[Saved listing]
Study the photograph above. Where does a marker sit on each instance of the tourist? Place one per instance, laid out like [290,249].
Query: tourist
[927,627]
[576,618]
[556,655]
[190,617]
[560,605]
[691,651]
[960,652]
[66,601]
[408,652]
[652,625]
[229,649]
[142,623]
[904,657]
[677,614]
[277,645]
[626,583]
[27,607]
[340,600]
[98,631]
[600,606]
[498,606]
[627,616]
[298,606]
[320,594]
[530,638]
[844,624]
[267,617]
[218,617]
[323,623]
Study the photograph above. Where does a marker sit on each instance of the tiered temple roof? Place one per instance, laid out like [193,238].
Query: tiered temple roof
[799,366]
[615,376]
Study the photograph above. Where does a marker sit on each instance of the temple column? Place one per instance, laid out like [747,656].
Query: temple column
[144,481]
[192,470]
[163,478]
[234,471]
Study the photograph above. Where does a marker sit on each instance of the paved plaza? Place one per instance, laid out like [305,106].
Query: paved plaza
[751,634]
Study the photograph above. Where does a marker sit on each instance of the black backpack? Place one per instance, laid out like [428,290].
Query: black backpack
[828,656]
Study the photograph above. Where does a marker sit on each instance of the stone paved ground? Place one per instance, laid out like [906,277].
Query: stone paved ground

Given problem: Print every line of the listing above word for word, from start to finish.

Correct result:
Study the photograph above. Where does a marker sit on each instance of the tourist? Place one per instance, laid out like [290,249].
Query: tourist
[927,627]
[576,618]
[556,655]
[190,617]
[560,605]
[691,651]
[960,652]
[66,601]
[408,652]
[652,625]
[229,649]
[142,623]
[904,657]
[677,614]
[277,645]
[626,583]
[27,607]
[340,600]
[98,631]
[600,606]
[498,606]
[627,616]
[298,606]
[320,594]
[530,638]
[844,624]
[267,617]
[218,617]
[323,623]
Study the photograph above. Where does a marker sit on each instance of the tiered temple roof? Place one per instance, laid out like [193,238].
Query: tiered temple roof
[799,366]
[615,376]
Study the photograph above. Where does a marker sit on each instance of the temple column? Place one per instance, laid out like [747,656].
Query: temple column
[144,481]
[192,470]
[163,478]
[234,471]
Study the photograph above. Where does a marker sit on each instance of the paved plaza? Place one per instance, laid out like [305,106].
Query: paved plaza
[751,634]
Study the photograph above. Where does a marker sit on each instance of the black backpack? Place one per instance, laid out like [428,290].
Query: black backpack
[828,656]
Study the photograph above. Where does a marker sit on each instance of the stone paved ground? Place one per instance, laid out like [906,277].
Query: stone paved ground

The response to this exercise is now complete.